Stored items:

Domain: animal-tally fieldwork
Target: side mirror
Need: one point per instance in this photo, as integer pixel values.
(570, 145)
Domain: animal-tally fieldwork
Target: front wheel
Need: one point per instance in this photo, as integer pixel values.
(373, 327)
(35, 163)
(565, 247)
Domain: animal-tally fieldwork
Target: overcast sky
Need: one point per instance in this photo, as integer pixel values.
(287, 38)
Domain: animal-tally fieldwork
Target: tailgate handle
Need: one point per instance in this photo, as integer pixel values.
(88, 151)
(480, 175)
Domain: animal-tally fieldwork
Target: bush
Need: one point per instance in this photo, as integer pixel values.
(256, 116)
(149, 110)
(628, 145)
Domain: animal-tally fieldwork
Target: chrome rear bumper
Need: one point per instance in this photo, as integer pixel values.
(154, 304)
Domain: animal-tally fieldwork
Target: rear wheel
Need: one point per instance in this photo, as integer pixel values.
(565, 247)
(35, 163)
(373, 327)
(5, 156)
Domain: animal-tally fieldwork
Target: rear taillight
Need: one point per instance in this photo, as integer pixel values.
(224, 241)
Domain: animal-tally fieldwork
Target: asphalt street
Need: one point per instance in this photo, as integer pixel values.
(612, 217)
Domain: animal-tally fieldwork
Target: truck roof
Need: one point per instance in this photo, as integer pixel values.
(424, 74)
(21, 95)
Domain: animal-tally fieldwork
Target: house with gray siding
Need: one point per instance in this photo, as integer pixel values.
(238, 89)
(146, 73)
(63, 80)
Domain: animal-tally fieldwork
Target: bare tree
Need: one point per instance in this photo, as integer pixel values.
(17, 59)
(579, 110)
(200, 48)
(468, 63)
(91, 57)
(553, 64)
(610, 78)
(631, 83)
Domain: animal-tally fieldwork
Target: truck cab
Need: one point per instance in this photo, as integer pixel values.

Challenge: Rewrite all of the records above, requests included, and offset each answer coordinate by adding 9 to both its x and y values.

Reply:
Domain: animal-tally fieldwork
Target: side mirror
Need: one point per instance in this photo, as integer pixel values.
(579, 154)
Domain: animal-tally fieldwork
Target: front wheel
Need: one point per instance in this photo, as integer pixel values.
(382, 336)
(44, 172)
(574, 256)
Domain: animal-tally fieldwork
Target: overcast sky
Need: one point per instance in this photo, as integer pixel values.
(296, 47)
Domain: animal-tally fieldwork
Target: tailgate handle
Need: one point per instance in this photo, as integer pixel values.
(97, 160)
(489, 184)
Domain: animal-tally fieldwork
Target: bush
Need: one point per instance in this photo, as integer pixel values.
(265, 125)
(158, 119)
(637, 154)
Domain: animal-tally fieldwork
Target: chrome rear bumper
Need: one point per instance in this photo, as integer pixel values.
(163, 313)
Domain: animal-tally fieldwork
Target: rear wheel
Need: one point per instance in this photo, as integer pixel values.
(574, 256)
(44, 172)
(382, 336)
(14, 165)
Domain: animal-tally fieldwork
Target: rear taillight
Need: one point per instance in this photo, as integer pixel values.
(233, 250)
Domain: animal-tally fieldwork
Target: asphalt street
Need: one point per instance in this photo, as integer pixel values.
(621, 226)
Domain: animal-tally fieldwork
Target: truck roof
Need: one point per instance in this photo, as integer pixel values.
(433, 83)
(30, 104)
Domain: animal-tally fieldwork
Target: house with gray siding
Need: one point per instance in this photo, as integer pixel values.
(247, 98)
(155, 82)
(72, 89)
Domain: animal-tally fieldwork
Target: bare tree
Need: one point per instance in this photo, as integer pixel values.
(26, 68)
(588, 119)
(209, 57)
(477, 72)
(100, 66)
(562, 73)
(619, 87)
(640, 92)
Domain: animal-tally fieldwork
Target: truck cab
Need: one point per instance in this photo, as integer pixel values.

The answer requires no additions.